EXCERPT TO READ:
--- START ---
🤖 AI Summary
Current autonomous driving systems often exhibit overly conservative behavior in high-conflict mixed traffic scenarios due to a lack of proactive interaction capabilities, which undermines public acceptance. This work proposes an interactive decision-making framework grounded in large language models (LLMs): it employs an object-process methodology for semantic scene modeling, leverages LLMs to infer both explicit and implicit intentions of traffic participants, and generates and optimizes executable trajectories under safety and efficiency constraints. To enhance transparency, the system broadcasts its decisions in natural language. Experimental results in a multi-agent driving simulator demonstrate that the proposed approach significantly outperforms conventional baselines in terms of safety, comfort, and efficiency. Furthermore, Turing-test-style evaluations confirm that its decisions exhibit a high degree of human-likeness.
📝 Abstract
In high-conflict mixed-traffic scenarios involving human-driven and autonomous vehicles, most existing autonomous driving systems default to overly conservative behaviors, lack proactive interaction, and consequently suffer from limited public acceptance. To mitigate intent misunderstandings and decision failures, we present a Large Language Model based interactive decision-making framework that augments scene understanding and intent-aware interaction to jointly improve safety and efficiency. The approach uses Object-Process Methodology to semantically model complex multi-vehicle scenes, abstracting low-level perceptual data into objects, processes, and relations, thereby streamlining reasoning over latent causal structure. Building on this representation, the Large Language Model parses both explicit and implicit intents of surrounding agents and, under jointly enforced safety and efficiency constraints, selects candidate maneuvers. We further generate perturbed trajectory candidates via Monte Carlo sampling and evaluate them to obtain an optimized executable trajectory. To foster transparency and coordination with nearby road users, the final decision is translated by the Large Language Model into concise natural-language messages and broadcast through an external Human-Machine Interface, completing a closed loop from scene understanding to action to language. Experiments in a cluster driving simulator demonstrate that the proposed method outperforms traditional baselines across safety, comfort, and efficiency metrics, while a Turing-test-style evaluation indicates a high degree of human-likeness in decision making. Besides, these results suggest that coupling semantic scene abstraction with Large Language Model mediated intent reasoning and language-based eHMI communication offers a practical pathway toward interactive, trustworthy autonomous driving in dense mixed traffic.
--- END ---
WORK REQUEST:
In the abstract on LLM-based driving decisions, what technique generates the perturbed trajectory candidates? None of the material is needed here.

EXCERPTED DATA:
--- START ---
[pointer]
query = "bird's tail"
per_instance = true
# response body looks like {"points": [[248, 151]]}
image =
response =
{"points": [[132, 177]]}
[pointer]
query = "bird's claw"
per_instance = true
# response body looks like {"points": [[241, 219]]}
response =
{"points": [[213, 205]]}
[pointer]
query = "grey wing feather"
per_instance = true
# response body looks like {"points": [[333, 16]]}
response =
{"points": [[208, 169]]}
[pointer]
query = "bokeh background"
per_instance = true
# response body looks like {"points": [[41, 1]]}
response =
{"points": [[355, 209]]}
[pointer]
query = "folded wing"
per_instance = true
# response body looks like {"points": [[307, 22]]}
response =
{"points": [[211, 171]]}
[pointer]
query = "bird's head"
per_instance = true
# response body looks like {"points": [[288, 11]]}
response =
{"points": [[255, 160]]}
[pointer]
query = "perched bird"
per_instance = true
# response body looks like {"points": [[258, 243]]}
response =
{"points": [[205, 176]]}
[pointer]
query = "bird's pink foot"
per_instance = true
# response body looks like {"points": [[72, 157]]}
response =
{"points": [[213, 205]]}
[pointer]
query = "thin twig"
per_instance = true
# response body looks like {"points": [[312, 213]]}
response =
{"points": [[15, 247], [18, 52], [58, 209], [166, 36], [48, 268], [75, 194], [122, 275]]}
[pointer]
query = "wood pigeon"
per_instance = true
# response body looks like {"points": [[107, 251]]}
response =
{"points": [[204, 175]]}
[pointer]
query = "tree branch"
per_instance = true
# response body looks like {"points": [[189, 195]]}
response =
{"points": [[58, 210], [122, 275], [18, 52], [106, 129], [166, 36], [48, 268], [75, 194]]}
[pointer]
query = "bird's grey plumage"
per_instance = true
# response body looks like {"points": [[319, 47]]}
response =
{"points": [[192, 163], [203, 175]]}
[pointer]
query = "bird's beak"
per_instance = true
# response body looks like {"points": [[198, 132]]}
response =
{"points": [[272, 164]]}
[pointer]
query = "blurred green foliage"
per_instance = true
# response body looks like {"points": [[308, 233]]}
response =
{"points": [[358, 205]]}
--- END ---
RESPONSE AREA:
Monte Carlo sampling.